[Extract provided]:
========================================
Airfix 1/76 Cromwell IV Tank (A02338) In-Box Review and History

In 1961 Airfix released the first of their military vehicles in 1/76 with the Churchill, Panther and Sherman (though they were initially sold as “OO Scale”). For the next 13 years, these 1/76 vehicles became a mainstay of the Airfix range. In 1974, they released three new kits: the Type 97 Chi-Ha, SAM-2 Guideline missile and German Reconnaissance Set. Then suddenly, and just when it seemed that there was going to be a never-ending stream of small-scale Airfix tanks, that was it. There were no more 1/76 military vehicle kits from Airfix.

Airfix Panzer IV packaging from 1997. A decent kit, but it was 1/76, not 1/72 as this box suggested.

There were additions to the existing range, with things like the Churchill AVRE bridge layer, Matilda Hedgehog and the Sherman Crab, but these were based on additions to the original kits rather than new moulds. Some kits were released in the 1990s with new packaging that described them as “1/72,” but they were still the same old 1/76 kits inside. In 2008, Airfix released re-boxed versions of a number of 1/76 kits by JB Models, but for more than thirty-five years, there were no truly new Airfix 1/76 military vehicles. Then, in 2011, Airfix released a new 1/76 tank: The Cromwell IV and this was a genuine new moulding rather than a re-release.

I wonder why that was? Why, after such a long break did Airfix seem to suddenly decide that the kit world needed a new 1/76 tank? The release of the Cromwell was followed by one more 1/76 tank, the King Tiger in 2014, and then it all stopped again. The latest Airfix small-scale tank kits (the Tiger I and Sherman Firefly) released in 2020 were both in 1/72, so it looks as though these may have been the last of the Airfix 1/76 tanks.

Airfix tank kits were some of my favourite builds as a young modeller, but many of the earliest kits now look pretty ropy. How does this (relatively) new release stack-up? Is it worth your time or one to avoid? Let’s take a look…

History

The Cromwell was one of the best British tanks of World War Two. However, given that many British tanks of that period were pretty dreadful, that wasn’t especially difficult. For example, by the time that the Cromwell came into service in early 1944, many German, Russian and American tanks and tank-destroyers were being designed around the use of sloped armour, which gave greatly increased resistance against penetration. However on the Cromwell (as on all other British tanks of World War Two) there was no attempt to use this approach.
========================================
[Source material]:
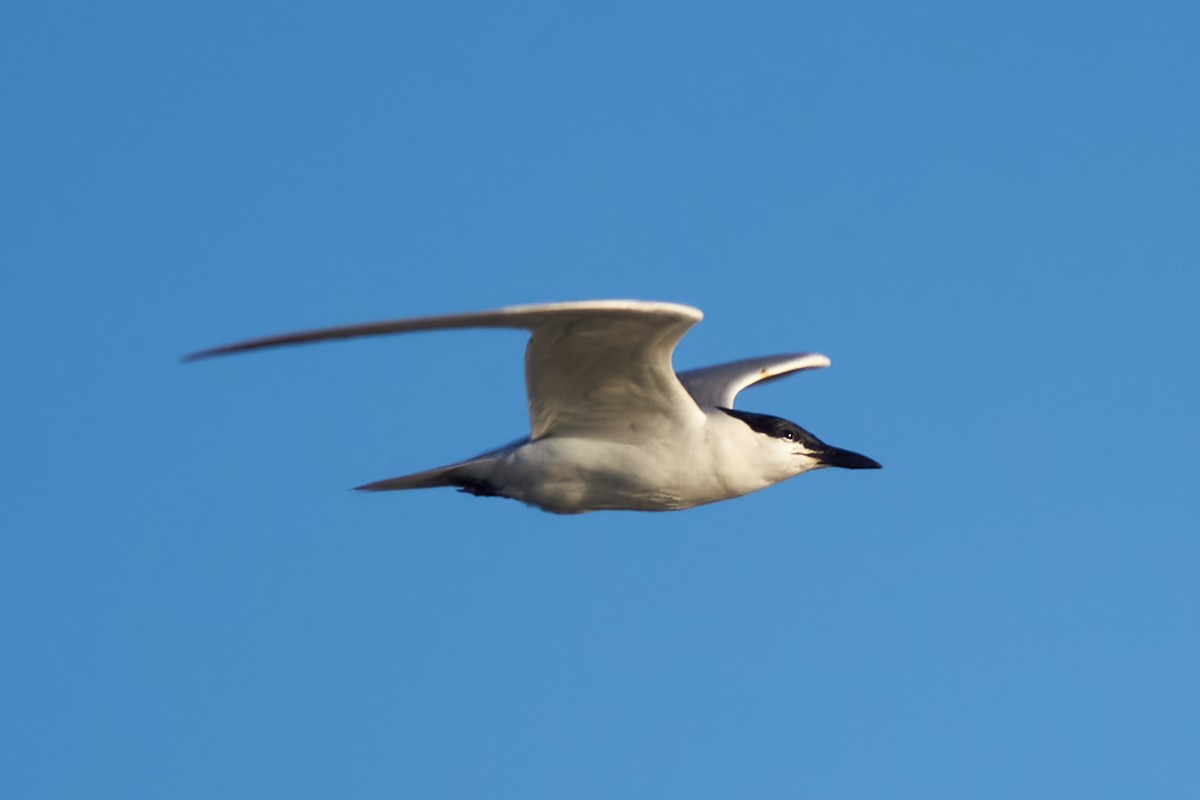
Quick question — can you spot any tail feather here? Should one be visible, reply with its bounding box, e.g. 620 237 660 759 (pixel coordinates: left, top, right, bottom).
354 458 500 497
354 464 463 492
========================================
[Given request 1]: Please reproduce everything in the Cromwell kit review above from "Airfix 1/76 Cromwell" down to "this box suggested.".
[Given request 2]: In one to three sentences, explain why, according to the Cromwell kit review above, being one of the best British tanks of World War Two was not especially difficult for the Cromwell.

[Finished answer 1]:
Airfix 1/76 Cromwell IV Tank (A02338) In-Box Review and History

In 1961 Airfix released the first of their military vehicles in 1/76 with the Churchill, Panther and Sherman (though they were initially sold as “OO Scale”). For the next 13 years, these 1/76 vehicles became a mainstay of the Airfix range. In 1974, they released three new kits: the Type 97 Chi-Ha, SAM-2 Guideline missile and German Reconnaissance Set. Then suddenly, and just when it seemed that there was going to be a never-ending stream of small-scale Airfix tanks, that was it. There were no more 1/76 military vehicle kits from Airfix.

Airfix Panzer IV packaging from 1997. A decent kit, but it was 1/76, not 1/72 as this box suggested.

[Finished answer 2]: It wasn't especially difficult because many British tanks of that period were pretty dreadful.